--- Start SELECTED TEXT ---
As a compilation running to 1200-plus pages, however, these disparate anecdotal titbits take on the size and scale of a tome. The weekly modest deposits, we now see, have grown into a rich memory bank from which one can draw at random. To use a book cricketing metaphor, the open-any-page-and-read value of the publication makes it a unique proposition. Cover to cover, the columns appear in the same sequence as they did in The Hindu , from mid-November 1999 to mid-November 2009. But the chronology of the matter in hand shuttles back and forth from the present, to the recent past, to the colonial.

Its dispersed, non-linear structure makes the experience of engaging with the book almost digital and opens up, to the tech savvy mind, the potential of an electronic video-game-like version. Or, an online avatar where interactivity with the reader, or the “mutualisation” that N. Ram, Editor-in-Chief of The Hindu , writes about in his introduction, comes into its own in real time. The author will, no doubt, be aghast at such possibilities, having shunned the computer and the mobile phone as devices too modern for his taste and trade, and stayed with his time-tested Olivetti to churn out his weekly labour of love. The postman knocks to deliver or correct information and the telephone at home suffices to stay in touch.

Not surprisingly, there is a vintage quality to the recollection and to the telling of it. Those peopling these pages tend to be more patrician than plebeian. No parvenu has a place here. Nor is there much tolerance for the quotidian. Like the persona, the locations and occasions the author evokes may have greater resonance in an initiated peer circle. But the lay reader is not left behind. The excitement of rediscovery is as fresh and tingling each time, in each essay. By his very act of remembering, Muthiah redeems his chosen, or given, subjects from the proverbial shortness of public memory to make them snippets of material for his patchwork city lore.
--- End SELECTED TEXT ---
REQUESTS:
A. From the book review, write out the stretch from "Its dispersed, non-linear" through "stay in touch.".
B. In the book review, over what period did the columns first appear in The Hindu?
C. Carry the review of the column collection on from where it stops.
--- Start ROWS ---
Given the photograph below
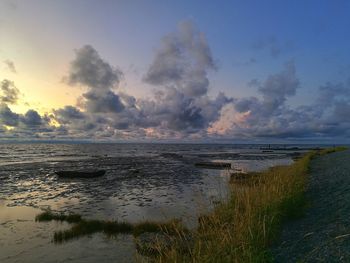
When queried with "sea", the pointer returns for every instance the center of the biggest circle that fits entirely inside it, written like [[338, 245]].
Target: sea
[[142, 182]]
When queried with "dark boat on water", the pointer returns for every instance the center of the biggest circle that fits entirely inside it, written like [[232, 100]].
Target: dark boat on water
[[80, 174]]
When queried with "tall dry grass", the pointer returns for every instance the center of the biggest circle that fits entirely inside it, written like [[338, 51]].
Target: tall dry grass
[[242, 228]]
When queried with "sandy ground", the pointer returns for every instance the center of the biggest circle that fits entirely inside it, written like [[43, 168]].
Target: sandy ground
[[323, 235]]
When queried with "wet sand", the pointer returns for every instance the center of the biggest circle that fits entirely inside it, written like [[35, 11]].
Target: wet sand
[[146, 184], [323, 234]]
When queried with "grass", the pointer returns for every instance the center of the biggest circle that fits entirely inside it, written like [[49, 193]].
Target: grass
[[48, 216], [82, 227], [240, 229]]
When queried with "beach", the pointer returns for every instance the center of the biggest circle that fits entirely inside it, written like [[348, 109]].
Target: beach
[[143, 182]]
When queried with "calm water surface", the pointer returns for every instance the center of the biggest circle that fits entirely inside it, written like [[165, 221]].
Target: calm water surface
[[143, 181]]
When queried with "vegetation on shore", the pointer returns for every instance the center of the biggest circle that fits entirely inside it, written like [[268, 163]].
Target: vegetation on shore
[[82, 227], [242, 228], [239, 229]]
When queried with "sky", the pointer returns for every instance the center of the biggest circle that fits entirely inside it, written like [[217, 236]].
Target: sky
[[183, 71]]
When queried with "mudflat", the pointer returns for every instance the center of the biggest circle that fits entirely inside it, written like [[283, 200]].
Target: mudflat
[[323, 234]]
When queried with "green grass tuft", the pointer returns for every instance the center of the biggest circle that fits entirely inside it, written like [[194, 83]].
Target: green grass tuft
[[50, 216]]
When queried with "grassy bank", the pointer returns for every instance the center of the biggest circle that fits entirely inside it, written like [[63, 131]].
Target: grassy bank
[[242, 228], [82, 227], [239, 229]]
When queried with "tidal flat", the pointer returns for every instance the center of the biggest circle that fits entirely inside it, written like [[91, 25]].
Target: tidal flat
[[143, 182]]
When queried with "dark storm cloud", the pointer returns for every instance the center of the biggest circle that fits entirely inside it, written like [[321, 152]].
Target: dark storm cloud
[[10, 66], [31, 118], [8, 92], [183, 59], [103, 102], [68, 113], [7, 117], [90, 70], [270, 116], [180, 104]]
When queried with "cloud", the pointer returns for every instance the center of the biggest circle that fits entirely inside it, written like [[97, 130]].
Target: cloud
[[89, 69], [9, 92], [183, 60], [7, 117], [273, 45], [179, 107], [270, 116], [10, 65]]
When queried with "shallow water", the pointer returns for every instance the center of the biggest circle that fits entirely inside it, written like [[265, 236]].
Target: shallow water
[[143, 181]]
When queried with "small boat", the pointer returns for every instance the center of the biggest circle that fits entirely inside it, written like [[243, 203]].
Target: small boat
[[80, 174], [213, 165]]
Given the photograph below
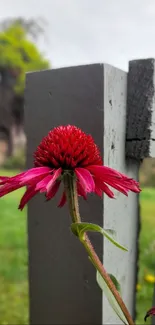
--- End ROWS ---
EXPECTED RESPONSES:
A.
Its dispersed, non-linear structure makes the experience of engaging with the book almost digital and opens up, to the tech savvy mind, the potential of an electronic video-game-like version. Or, an online avatar where interactivity with the reader, or the “mutualisation” that N. Ram, Editor-in-Chief of The Hindu , writes about in his introduction, comes into its own in real time. The author will, no doubt, be aghast at such possibilities, having shunned the computer and the mobile phone as devices too modern for his taste and trade, and stayed with his time-tested Olivetti to churn out his weekly labour of love. The postman knocks to deliver or correct information and the telephone at home suffices to stay in touch.

B. From mid-November 1999 to mid-November 2009.

C.
Flashbacks

Somewhere in these pages, he makes an oh-for-the-subaltern pass at the genre. But his approach is hardly that. The work does not, of course, seek or pretend to be a definitive historical account either. The factoids, flashbacks, and memorabilia are too dispersed across time and space to add up to be a sum of their parts. But as potted history of a Chennai that was Madras, this is both a reader's and a collector's delight.

Tailpiece : As one who grew up in the Madras of the Sixties and is yet to come fully to terms with the 21st century metropolis it has become, this reviewer is easily drawn into the period mood Muthiah so instinctively creates. And, leveraging this opportunity, the reader-reviewer turns postman to knock for the author's help in cracking a 50-year-old obsessive doubt. Who was the Montieth of Montieth Road in Egmore? It used to be a quiet tamarind-tree-lined residential street sated with the smell of the ripe fruit in summer. A future column, one fondly hopes, will tell.